# Cajon smoked poule d'eau



## hoghunter011583 (Jul 21, 2008)

Ok I been wanting to post some of my southern recipes but never have taken the time to do it. Goob has inspired me with his **** so here goes.

I don't have pics but I'll start adding them as I cook stuff in the future.

Start with 6 poule d'eau, that is cajun french for water hen or in Utah language COOTS!!!
Here is what you'll need.
1 lb. of your favorite sausage.
1lb. of whole mushrooms.

Skin your coots out with the legs and breast attached to the bone.
cut the legs from the body
Fill a big deep pot with about 1.5 gallons of water 
throw in 6 tablespoons of Louisiana crab boil season. 
Bring your water to a boil and throw the mushrooms and sausage in, boil them for 15 minutes.
Now put your coots in and bring them back to a boil till the meat is tender.
After boiling remove from heat and let sit for 45 minutes to soak in all the seasoning.

You can either warm it back up and eat it just like that or what I prefer is to take the meat off the breast and shred it, ad BBQ and make a pulled coot sandwich on some homemade hoagie buns!
The legs I eat as my little snack on the side of the sandwich.
I eat the sausage and mushrooms just how they come out the pot.

The best is to take the coot out of the water, and smoke it then make a coot stuffing!!
I like to make it pretty spicy!! Trust me, it is awesome!!! You'll never pass a coot up again!!


----------



## wyogoob (Sep 7, 2007)

Ya gotta love that! Interesting recipes, thanks for posting.

Where I come from a coot was usually the first waterfowl species a younster shot. And we had to eat anything we shot.

Ya know, coots eat the same thing, spago pondweed, as all those other fancy-smancy ducks out in the marsh. 

c'est bon


----------

[Records from a pointing dataset]
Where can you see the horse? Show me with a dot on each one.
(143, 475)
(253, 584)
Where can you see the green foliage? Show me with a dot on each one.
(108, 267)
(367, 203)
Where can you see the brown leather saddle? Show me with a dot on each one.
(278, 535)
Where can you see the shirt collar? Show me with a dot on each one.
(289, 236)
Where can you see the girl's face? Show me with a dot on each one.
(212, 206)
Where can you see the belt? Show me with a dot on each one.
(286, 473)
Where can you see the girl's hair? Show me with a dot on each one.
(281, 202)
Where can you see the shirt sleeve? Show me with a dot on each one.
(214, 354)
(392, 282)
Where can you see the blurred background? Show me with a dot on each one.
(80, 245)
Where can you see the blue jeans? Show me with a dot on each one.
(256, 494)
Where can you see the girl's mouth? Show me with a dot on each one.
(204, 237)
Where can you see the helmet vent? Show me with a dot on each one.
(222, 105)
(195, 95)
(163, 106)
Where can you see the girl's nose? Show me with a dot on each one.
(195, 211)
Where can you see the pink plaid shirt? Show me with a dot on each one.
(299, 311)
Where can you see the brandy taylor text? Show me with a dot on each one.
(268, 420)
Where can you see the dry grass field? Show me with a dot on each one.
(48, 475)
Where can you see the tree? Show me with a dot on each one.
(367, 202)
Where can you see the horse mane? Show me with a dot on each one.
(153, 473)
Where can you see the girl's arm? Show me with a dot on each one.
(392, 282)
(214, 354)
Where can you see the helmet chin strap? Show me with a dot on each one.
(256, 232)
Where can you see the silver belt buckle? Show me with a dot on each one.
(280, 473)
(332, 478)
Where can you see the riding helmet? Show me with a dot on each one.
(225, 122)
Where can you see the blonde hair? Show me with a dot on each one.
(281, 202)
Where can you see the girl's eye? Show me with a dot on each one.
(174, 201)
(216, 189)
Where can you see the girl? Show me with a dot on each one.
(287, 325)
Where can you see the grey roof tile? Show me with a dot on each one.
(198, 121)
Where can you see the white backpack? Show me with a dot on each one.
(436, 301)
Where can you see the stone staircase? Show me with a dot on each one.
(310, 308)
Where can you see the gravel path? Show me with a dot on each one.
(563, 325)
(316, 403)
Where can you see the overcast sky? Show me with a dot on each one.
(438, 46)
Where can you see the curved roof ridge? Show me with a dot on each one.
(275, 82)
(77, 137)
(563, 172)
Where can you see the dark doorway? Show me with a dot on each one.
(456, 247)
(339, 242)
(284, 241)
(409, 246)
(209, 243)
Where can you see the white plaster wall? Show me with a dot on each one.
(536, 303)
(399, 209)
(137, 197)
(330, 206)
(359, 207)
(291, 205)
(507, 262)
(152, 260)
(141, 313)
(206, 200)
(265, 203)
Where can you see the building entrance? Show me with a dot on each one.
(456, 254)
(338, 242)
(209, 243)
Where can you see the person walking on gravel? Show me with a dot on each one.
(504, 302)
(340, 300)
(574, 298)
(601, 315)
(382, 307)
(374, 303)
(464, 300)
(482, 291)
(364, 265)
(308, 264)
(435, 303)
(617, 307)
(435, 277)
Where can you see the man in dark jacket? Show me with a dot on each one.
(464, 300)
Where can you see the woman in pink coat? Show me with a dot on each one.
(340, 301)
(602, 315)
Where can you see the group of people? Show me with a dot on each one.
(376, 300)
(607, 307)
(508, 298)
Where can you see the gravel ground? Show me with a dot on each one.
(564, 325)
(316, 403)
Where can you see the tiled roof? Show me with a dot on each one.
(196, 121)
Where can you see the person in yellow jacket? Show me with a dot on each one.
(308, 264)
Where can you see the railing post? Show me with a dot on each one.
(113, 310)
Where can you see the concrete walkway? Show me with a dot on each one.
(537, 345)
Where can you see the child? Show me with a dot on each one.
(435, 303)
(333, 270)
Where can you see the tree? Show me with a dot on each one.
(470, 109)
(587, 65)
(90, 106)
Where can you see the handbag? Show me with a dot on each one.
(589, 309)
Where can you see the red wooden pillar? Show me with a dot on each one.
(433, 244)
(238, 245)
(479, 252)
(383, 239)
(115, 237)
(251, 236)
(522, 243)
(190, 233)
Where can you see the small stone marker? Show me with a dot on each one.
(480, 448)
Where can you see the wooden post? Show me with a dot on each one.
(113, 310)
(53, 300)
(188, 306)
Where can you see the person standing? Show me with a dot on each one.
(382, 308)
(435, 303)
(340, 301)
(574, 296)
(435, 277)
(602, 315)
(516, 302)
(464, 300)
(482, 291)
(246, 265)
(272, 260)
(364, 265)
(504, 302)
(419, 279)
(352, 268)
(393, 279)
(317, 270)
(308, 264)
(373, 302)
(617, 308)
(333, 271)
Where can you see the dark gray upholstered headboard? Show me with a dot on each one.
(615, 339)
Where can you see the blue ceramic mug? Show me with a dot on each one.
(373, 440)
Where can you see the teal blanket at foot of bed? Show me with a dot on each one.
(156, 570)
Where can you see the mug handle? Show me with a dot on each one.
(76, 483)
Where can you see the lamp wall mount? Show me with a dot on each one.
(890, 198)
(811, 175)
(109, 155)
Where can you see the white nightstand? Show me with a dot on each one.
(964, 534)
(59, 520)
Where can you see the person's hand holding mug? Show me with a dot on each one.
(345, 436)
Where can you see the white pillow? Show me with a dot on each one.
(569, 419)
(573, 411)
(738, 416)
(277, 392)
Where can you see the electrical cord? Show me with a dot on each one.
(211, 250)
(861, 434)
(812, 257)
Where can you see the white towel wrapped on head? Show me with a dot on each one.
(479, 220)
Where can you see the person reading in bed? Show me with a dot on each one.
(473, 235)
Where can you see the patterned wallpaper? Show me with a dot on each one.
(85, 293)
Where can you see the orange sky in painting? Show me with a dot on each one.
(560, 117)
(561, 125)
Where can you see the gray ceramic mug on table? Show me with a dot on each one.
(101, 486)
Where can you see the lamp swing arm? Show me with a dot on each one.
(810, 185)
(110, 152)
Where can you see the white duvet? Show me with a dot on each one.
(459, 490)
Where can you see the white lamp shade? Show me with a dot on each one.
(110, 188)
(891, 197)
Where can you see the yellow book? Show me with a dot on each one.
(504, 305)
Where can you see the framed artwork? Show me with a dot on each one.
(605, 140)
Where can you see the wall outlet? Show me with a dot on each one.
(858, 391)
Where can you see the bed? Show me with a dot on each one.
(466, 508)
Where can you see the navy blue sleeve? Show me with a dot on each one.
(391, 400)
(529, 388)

DIRECTIVES
A. Can you write out the part of the coot recipe thread that begins at the words "I like to make" and stops after "anything we shot."?
B. Will you repeat the entries word for word, beginning at the line that has "Where can you see the patterned" and stopping after the final line of the entries?

RESULTS FOR EACH TASK
A.
I like to make it pretty spicy!! Trust me, it is awesome!!! You'll never pass a coot up again!!


----------



## wyogoob (Sep 7, 2007)

Ya gotta love that! Interesting recipes, thanks for posting.

Where I come from a coot was usually the first waterfowl species a younster shot. And we had to eat anything we shot.

B.
Where can you see the patterned wallpaper? Show me with a dot on each one.
(85, 293)
Where can you see the orange sky in painting? Show me with a dot on each one.
(560, 117)
(561, 125)
Where can you see the gray ceramic mug on table? Show me with a dot on each one.
(101, 486)
Where can you see the lamp swing arm? Show me with a dot on each one.
(810, 185)
(110, 152)
Where can you see the white duvet? Show me with a dot on each one.
(459, 490)
Where can you see the white lamp shade? Show me with a dot on each one.
(110, 188)
(891, 197)
Where can you see the yellow book? Show me with a dot on each one.
(504, 305)
Where can you see the framed artwork? Show me with a dot on each one.
(605, 140)
Where can you see the wall outlet? Show me with a dot on each one.
(858, 391)
Where can you see the bed? Show me with a dot on each one.
(466, 508)
Where can you see the navy blue sleeve? Show me with a dot on each one.
(391, 400)
(529, 388)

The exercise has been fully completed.